> [YOUR INSTRUCTIONS] Format the records below as a two-column CSV with the header command,polygons and one row per record. Put each record's text under command and its answer under polygons, with every field quoted and line breaks replaced by spaces.

> [EXTRACTED RECORDS]
* start *
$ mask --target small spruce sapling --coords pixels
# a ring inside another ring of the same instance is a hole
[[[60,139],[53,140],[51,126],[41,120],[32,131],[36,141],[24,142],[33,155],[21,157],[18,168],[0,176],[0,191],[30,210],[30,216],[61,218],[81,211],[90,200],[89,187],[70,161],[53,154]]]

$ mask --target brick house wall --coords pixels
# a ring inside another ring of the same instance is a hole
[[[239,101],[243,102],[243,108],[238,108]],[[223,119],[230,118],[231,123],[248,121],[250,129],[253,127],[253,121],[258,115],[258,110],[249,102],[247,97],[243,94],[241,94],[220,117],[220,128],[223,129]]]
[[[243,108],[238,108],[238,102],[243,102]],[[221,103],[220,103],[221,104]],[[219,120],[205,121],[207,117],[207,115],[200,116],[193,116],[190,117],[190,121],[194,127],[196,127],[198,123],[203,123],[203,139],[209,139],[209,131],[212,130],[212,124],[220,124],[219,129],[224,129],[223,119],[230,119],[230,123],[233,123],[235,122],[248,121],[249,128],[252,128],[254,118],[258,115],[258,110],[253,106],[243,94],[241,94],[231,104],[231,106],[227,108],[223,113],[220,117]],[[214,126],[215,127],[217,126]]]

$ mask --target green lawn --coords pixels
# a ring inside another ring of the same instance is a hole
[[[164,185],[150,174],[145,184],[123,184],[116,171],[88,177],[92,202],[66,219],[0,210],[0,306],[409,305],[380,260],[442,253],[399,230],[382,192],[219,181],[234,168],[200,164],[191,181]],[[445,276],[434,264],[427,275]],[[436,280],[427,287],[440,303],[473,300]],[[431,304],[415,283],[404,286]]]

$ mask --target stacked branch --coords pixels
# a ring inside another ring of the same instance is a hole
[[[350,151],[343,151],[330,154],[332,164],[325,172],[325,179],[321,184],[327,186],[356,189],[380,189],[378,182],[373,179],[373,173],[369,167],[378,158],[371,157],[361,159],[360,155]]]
* end *
> [CORRECT RESPONSE]
command,polygons
"$ mask --target small spruce sapling --coords pixels # a ring inside another ring of the same instance is a hole","[[[60,139],[53,140],[51,126],[41,120],[32,131],[36,141],[24,142],[33,155],[21,157],[18,168],[0,176],[0,191],[30,210],[30,216],[61,218],[81,211],[90,200],[89,187],[70,161],[53,154]]]"
"$ mask --target brick house wall --coords pixels # a ring inside another ring of the same instance is a hole","[[[239,101],[243,102],[243,108],[238,108]],[[223,119],[230,118],[231,123],[248,121],[250,129],[253,127],[253,121],[258,115],[258,110],[249,102],[247,97],[243,94],[241,94],[220,117],[220,128],[223,129]]] [[[243,108],[238,108],[238,102],[243,102]],[[221,103],[220,103],[221,104]],[[219,120],[205,121],[207,117],[207,115],[200,116],[193,116],[190,117],[190,121],[194,127],[196,127],[198,123],[203,123],[203,139],[209,139],[209,131],[212,130],[212,124],[220,124],[219,129],[224,129],[223,119],[230,119],[230,123],[233,123],[235,122],[248,121],[249,128],[252,128],[254,118],[258,115],[258,110],[253,106],[243,94],[241,94],[231,104],[231,106],[227,108],[223,113],[220,117]],[[214,126],[215,127],[217,126]]]"
"$ mask --target green lawn --coords pixels # a ring inside another ring of the same instance is a hole","[[[164,185],[150,174],[145,184],[123,184],[116,171],[88,177],[92,202],[66,219],[0,210],[0,306],[409,305],[380,260],[442,253],[399,230],[382,192],[219,181],[234,168],[200,164],[191,181]],[[445,276],[434,264],[427,275]],[[436,280],[427,287],[440,303],[473,300]],[[431,304],[415,283],[404,286]]]"
"$ mask --target stacked branch --coords pixels # a ring inside another ring of the same instance is a hole","[[[350,151],[343,151],[330,154],[332,164],[325,172],[325,179],[321,184],[327,186],[356,189],[380,189],[378,182],[373,179],[373,173],[369,167],[378,158],[371,157],[361,159],[360,155]]]"